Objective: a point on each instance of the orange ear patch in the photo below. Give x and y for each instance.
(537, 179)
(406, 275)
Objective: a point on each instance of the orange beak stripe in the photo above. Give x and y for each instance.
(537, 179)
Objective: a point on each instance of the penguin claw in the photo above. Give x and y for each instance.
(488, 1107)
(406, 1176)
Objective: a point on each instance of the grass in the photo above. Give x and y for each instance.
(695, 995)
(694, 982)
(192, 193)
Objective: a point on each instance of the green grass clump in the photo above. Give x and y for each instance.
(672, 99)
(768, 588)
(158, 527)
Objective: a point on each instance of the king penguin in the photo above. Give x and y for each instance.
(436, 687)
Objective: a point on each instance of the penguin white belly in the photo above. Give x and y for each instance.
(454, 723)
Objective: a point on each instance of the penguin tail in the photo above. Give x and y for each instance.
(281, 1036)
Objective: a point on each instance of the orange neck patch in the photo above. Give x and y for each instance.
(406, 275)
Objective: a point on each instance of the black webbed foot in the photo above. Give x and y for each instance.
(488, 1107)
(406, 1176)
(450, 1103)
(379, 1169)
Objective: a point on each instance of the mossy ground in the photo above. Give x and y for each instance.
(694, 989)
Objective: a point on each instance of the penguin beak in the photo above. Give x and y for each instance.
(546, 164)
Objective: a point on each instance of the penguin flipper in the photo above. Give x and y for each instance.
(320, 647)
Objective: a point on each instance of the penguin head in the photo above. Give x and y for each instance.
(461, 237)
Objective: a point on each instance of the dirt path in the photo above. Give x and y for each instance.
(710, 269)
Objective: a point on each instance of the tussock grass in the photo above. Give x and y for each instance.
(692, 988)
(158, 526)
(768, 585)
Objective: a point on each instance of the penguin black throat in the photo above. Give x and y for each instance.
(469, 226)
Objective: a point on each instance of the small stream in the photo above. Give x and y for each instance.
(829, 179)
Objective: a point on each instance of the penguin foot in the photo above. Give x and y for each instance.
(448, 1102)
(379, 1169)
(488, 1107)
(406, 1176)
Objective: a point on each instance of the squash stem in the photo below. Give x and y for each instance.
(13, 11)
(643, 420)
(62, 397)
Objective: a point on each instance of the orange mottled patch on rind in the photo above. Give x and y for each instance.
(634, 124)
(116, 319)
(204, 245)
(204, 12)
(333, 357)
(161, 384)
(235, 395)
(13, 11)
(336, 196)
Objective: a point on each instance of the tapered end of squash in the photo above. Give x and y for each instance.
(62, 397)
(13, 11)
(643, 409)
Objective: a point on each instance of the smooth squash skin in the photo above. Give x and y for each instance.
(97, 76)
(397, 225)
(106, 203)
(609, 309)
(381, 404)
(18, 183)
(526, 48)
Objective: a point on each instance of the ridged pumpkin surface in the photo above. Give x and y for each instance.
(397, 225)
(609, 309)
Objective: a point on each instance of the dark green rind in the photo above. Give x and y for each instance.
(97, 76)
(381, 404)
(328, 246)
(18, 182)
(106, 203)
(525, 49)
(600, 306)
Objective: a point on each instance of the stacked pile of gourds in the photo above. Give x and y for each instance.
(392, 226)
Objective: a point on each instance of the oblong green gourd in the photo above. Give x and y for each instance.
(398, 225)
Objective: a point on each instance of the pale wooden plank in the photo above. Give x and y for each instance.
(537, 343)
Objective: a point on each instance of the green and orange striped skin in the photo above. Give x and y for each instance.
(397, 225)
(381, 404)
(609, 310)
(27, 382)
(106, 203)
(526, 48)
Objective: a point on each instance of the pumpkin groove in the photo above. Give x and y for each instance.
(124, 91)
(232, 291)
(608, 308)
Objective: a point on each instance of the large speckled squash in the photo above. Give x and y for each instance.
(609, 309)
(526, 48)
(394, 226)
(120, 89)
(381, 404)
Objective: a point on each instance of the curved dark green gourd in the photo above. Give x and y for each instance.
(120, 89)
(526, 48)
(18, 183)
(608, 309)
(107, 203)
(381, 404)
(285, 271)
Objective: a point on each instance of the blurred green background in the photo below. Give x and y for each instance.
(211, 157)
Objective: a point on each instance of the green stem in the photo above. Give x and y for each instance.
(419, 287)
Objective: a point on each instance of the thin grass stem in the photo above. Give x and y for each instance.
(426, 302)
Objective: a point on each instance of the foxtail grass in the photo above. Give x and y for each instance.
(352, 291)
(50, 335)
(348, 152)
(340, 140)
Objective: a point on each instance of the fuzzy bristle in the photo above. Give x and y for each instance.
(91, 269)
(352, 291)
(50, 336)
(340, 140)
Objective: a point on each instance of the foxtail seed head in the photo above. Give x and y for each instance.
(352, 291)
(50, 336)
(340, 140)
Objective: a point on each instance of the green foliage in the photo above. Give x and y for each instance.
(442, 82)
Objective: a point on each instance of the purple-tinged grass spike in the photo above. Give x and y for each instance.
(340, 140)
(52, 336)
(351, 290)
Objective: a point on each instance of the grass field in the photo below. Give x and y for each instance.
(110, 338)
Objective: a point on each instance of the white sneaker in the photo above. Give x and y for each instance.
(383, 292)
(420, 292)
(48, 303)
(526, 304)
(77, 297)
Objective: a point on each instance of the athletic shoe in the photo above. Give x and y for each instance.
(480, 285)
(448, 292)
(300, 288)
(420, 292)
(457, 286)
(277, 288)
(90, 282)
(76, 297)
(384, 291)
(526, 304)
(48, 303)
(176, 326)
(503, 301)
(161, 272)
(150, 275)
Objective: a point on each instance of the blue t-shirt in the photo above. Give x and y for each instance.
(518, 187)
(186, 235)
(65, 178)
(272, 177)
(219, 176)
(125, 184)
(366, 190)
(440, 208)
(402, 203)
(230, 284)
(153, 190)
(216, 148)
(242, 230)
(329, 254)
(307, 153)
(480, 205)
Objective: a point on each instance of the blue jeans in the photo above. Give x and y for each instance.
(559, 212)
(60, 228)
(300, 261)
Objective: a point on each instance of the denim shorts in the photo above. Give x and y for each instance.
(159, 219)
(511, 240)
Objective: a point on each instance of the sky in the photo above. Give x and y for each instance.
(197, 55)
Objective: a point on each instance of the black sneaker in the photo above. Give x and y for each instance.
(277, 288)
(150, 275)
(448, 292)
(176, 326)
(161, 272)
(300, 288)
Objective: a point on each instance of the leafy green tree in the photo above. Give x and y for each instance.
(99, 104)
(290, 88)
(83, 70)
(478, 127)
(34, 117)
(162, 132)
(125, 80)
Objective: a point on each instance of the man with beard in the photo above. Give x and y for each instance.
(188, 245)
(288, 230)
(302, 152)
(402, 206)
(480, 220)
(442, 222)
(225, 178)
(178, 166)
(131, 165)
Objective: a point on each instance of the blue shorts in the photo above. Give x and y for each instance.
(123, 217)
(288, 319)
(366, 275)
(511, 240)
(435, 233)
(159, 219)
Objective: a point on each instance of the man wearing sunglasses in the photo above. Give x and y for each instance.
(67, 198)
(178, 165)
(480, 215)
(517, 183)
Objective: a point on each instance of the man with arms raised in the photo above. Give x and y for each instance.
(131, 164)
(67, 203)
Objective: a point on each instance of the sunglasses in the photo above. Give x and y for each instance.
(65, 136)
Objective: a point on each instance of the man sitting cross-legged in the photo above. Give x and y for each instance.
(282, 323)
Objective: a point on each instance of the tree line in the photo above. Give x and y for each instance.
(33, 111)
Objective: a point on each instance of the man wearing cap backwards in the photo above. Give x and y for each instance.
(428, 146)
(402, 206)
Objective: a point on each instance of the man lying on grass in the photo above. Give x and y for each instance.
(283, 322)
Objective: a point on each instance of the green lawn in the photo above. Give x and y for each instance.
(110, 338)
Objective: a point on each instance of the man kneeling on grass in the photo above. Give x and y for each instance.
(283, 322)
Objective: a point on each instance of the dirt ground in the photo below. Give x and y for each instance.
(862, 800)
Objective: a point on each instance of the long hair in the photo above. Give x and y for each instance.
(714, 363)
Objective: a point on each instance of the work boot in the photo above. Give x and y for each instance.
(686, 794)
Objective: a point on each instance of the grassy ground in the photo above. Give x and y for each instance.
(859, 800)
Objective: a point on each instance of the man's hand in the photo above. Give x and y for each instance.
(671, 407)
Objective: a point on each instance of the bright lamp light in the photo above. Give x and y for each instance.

-------

- _WORK TO BE COMPLETED_
Repeat the data starting at the line that contains "Objective: a point on each instance of the work" and ending at the last line of the data, switching "work boot" to "leather boot" and leaving everything else unchanged.

- _RESULT OF THIS EXERCISE_
Objective: a point on each instance of the leather boot in the photo above. Give x and y for each instance.
(686, 794)
Objective: a point on each instance of the grassy ground in the photo above. Give x and y for each instance.
(859, 800)
Objective: a point on each instance of the man's hand in the photo above. Give x and y for each instance.
(671, 407)
Objective: a point on each instance of the bright lamp light in the photo above. Give x and y for each instance.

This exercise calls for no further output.